Saved data entries:
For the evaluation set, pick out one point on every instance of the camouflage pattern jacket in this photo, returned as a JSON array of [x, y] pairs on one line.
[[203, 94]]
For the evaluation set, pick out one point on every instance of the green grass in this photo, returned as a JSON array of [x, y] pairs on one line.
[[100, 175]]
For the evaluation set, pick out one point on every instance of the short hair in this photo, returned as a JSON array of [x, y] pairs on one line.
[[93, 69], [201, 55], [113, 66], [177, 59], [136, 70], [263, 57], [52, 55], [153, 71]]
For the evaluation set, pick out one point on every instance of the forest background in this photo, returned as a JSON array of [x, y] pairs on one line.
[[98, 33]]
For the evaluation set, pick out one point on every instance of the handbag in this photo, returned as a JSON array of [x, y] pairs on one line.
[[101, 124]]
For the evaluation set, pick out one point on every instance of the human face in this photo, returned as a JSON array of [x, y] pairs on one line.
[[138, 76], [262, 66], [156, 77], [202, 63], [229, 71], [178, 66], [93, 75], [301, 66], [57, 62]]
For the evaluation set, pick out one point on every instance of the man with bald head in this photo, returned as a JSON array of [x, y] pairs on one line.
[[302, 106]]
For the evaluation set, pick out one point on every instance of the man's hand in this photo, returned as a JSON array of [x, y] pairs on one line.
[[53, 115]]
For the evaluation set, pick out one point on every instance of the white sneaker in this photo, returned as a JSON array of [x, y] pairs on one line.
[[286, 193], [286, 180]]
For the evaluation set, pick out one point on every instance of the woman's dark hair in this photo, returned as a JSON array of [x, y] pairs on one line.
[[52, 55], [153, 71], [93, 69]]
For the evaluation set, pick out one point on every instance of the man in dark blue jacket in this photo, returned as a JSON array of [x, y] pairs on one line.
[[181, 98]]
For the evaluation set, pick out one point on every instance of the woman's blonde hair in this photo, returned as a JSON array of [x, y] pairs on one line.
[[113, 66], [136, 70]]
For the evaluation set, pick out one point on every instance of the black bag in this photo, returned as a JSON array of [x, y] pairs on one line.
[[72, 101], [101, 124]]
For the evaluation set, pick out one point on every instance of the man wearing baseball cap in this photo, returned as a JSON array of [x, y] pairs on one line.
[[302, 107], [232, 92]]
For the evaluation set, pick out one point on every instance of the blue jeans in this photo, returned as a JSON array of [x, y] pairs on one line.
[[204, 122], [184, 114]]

Written problem: Edit the records by replacing every "evaluation set" with "test set" and leaving all other wording untouched.

Expected answer:
For the test set, pick out one point on every instance of the camouflage pattern jacket in this photo, returned as a JSON array of [x, y] pairs on one line.
[[203, 94]]
For the test set, pick out one point on every instance of the green grass in this photo, returned as a JSON array of [x, y] pairs on one line.
[[100, 175]]
For the test set, pick out one point on every instance of the short hair in this photo, returned as a JSON array of [x, y] pairs on one line.
[[93, 69], [201, 55], [113, 66], [177, 59], [136, 70], [263, 57], [52, 55], [153, 71]]
For the test set, pick out one point on every instance of the forest background in this photo, returned as a JSON array of [x, y] pairs on one line.
[[98, 33]]
For the test set, pick out one point on every instance of the handbag in this photo, returned as a JSON array of [x, y] pairs on one line.
[[101, 124]]
For the test set, pick out one point on every instance of the human face in this photo, returned as a JSON array of [x, y] pairs on one line.
[[138, 76], [262, 66], [156, 77], [202, 63], [229, 71], [178, 66], [93, 75], [301, 66], [57, 62]]
For the test set, pick out one point on every instance of the man with bald head in this photo, returned as a JSON array of [x, y] pairs on one line.
[[302, 106]]
For the test set, pick out one point on every instance of the man's hand in this photo, returned as a JSON array of [x, y] pairs on one line.
[[53, 115]]
For the test set, pick out one point on every instance of the white sneaker in this photo, returned as a JSON array of [x, y] pairs on one line.
[[286, 193], [286, 180]]
For the test set, pick out one point on every instance of the woman's dark hair in this photo, returned as a JSON array of [x, y] pairs on one line.
[[52, 55], [153, 71], [93, 69]]
For the test set, pick out one point on every instance of the man in dark blue jacket in this photo, returned as a JSON array of [x, y] pairs on one line.
[[181, 98]]
For the test set, pick out one point on every instance of the woman's blonde hair in this photo, returned as a JSON array of [x, y] pairs on one line.
[[113, 66], [136, 70]]
For the test set, pick out one point on every instance of the black bag in this photo, returned as a JSON array of [x, y] pairs on one line.
[[72, 101], [101, 124]]
For the test set, pick out one point on every instance of the man wearing baseball cap in this photo, returned as a JSON array of [x, y] pairs on one line.
[[302, 107], [232, 92]]
For the test set, pick out one point on every instance of the blue jeans in this photo, returned as a JSON array of [x, y] pairs on one line.
[[204, 122], [184, 114]]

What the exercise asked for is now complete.